INSTRUCTIONS TO FOLLOW —
Extract every line in the listing below that contains the string "cloud" and treat uppercase and lowercase letters as different.

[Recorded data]
>> Begin

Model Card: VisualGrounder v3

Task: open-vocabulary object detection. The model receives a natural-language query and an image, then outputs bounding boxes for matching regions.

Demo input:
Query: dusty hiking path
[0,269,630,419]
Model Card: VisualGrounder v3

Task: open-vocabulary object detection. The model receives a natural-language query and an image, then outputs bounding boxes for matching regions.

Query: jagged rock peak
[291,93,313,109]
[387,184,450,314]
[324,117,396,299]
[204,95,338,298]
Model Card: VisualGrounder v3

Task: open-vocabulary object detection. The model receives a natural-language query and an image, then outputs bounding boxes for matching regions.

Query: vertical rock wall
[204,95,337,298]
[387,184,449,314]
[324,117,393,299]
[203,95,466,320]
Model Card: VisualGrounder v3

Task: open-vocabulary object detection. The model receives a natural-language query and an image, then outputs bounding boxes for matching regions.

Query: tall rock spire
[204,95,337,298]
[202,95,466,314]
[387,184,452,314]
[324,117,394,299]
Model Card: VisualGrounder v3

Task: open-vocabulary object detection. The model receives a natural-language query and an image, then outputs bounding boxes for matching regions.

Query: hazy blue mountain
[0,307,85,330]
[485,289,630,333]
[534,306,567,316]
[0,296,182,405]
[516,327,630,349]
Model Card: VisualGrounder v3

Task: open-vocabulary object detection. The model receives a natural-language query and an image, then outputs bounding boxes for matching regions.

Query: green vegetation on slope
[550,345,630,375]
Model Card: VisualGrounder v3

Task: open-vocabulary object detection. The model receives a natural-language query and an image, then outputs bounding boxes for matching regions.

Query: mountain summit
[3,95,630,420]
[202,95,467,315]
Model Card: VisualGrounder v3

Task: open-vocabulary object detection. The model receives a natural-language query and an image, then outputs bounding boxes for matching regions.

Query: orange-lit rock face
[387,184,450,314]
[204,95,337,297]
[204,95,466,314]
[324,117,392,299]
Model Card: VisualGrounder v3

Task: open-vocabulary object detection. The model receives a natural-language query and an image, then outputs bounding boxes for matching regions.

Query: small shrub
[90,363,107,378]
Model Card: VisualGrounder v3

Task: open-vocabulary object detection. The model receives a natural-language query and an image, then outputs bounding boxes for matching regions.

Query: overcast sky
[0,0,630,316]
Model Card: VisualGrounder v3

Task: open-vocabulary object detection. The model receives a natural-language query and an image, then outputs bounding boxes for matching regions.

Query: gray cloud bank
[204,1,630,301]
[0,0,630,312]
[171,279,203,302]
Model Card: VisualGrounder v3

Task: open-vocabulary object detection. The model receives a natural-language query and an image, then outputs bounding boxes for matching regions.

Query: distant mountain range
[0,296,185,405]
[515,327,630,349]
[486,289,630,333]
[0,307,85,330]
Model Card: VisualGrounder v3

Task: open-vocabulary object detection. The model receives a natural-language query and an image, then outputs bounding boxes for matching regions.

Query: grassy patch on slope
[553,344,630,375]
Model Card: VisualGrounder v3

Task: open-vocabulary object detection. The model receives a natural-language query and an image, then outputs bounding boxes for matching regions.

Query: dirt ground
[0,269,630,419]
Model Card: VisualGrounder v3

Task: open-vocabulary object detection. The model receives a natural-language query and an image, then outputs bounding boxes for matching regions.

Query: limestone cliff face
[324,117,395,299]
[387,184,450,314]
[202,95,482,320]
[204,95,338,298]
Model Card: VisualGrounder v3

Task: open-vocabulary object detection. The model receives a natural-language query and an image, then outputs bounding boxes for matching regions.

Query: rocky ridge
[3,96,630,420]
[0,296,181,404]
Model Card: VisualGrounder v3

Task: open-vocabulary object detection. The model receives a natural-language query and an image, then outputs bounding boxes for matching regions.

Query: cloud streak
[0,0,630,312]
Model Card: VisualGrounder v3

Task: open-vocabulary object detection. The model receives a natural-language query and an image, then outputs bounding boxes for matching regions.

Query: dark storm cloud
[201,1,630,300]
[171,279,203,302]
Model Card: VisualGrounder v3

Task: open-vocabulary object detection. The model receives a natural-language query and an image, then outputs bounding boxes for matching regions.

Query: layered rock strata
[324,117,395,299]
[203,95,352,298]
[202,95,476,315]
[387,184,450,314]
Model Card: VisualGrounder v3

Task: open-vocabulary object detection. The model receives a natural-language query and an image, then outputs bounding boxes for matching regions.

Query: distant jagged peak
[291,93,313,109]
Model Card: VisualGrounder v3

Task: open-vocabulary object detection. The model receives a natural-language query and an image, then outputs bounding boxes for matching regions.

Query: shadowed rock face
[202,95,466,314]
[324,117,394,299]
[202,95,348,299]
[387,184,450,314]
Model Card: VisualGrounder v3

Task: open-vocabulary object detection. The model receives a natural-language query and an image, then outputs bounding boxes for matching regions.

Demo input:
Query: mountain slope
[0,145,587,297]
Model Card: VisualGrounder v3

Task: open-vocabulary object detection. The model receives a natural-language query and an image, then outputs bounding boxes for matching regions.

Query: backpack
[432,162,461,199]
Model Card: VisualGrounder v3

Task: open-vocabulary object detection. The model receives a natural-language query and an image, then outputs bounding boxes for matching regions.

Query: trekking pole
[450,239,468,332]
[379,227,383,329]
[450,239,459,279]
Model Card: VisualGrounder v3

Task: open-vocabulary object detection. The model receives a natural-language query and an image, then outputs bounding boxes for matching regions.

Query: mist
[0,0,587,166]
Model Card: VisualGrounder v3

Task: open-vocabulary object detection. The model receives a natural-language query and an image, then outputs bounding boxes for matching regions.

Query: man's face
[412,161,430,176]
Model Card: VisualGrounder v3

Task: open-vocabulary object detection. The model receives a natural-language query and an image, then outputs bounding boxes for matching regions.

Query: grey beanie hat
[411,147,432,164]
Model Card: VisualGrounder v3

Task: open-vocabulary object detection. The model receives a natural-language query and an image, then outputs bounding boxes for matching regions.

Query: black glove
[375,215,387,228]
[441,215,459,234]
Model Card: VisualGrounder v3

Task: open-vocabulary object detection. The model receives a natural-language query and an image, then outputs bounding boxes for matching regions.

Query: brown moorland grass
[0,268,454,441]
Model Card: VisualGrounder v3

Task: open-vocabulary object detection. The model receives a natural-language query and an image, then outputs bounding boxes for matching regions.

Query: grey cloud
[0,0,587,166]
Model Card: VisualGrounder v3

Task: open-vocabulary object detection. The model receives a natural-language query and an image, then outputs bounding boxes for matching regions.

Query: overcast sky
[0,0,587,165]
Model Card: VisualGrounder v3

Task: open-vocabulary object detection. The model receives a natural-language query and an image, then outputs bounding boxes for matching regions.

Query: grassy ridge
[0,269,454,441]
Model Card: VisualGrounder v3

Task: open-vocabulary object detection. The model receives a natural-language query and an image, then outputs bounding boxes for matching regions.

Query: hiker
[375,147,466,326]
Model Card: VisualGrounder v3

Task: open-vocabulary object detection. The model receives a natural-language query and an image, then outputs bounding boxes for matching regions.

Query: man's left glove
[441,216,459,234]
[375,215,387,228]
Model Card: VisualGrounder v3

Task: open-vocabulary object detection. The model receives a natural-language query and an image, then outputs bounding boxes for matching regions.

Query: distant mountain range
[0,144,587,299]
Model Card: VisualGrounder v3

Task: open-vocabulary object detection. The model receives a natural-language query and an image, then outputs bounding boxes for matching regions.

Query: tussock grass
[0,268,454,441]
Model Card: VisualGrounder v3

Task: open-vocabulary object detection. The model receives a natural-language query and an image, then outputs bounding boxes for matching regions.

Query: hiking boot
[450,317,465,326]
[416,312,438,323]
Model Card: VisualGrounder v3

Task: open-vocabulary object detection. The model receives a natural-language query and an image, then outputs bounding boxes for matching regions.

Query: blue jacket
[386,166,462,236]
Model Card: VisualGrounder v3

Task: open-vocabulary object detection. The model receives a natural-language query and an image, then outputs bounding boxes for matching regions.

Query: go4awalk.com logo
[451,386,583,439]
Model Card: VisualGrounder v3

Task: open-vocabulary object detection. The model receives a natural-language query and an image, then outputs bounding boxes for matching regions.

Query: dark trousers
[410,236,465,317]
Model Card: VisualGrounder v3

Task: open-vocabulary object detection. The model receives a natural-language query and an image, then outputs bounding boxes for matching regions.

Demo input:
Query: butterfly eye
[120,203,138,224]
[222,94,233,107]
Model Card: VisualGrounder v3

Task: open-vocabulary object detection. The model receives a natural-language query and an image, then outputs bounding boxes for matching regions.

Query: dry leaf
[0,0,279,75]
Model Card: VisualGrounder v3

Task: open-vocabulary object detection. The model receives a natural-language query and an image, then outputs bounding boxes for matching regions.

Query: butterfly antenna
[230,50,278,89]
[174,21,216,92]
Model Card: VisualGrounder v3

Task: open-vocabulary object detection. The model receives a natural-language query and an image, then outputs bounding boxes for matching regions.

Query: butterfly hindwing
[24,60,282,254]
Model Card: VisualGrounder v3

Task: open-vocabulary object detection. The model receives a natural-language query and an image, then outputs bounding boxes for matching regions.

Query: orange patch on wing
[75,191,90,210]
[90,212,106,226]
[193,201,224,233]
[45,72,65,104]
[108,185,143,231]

>> End

ANSWER IN FULL —
Query: gray cloud bank
Query: cloud streak
Query: dark storm cloud
Query: grey cloud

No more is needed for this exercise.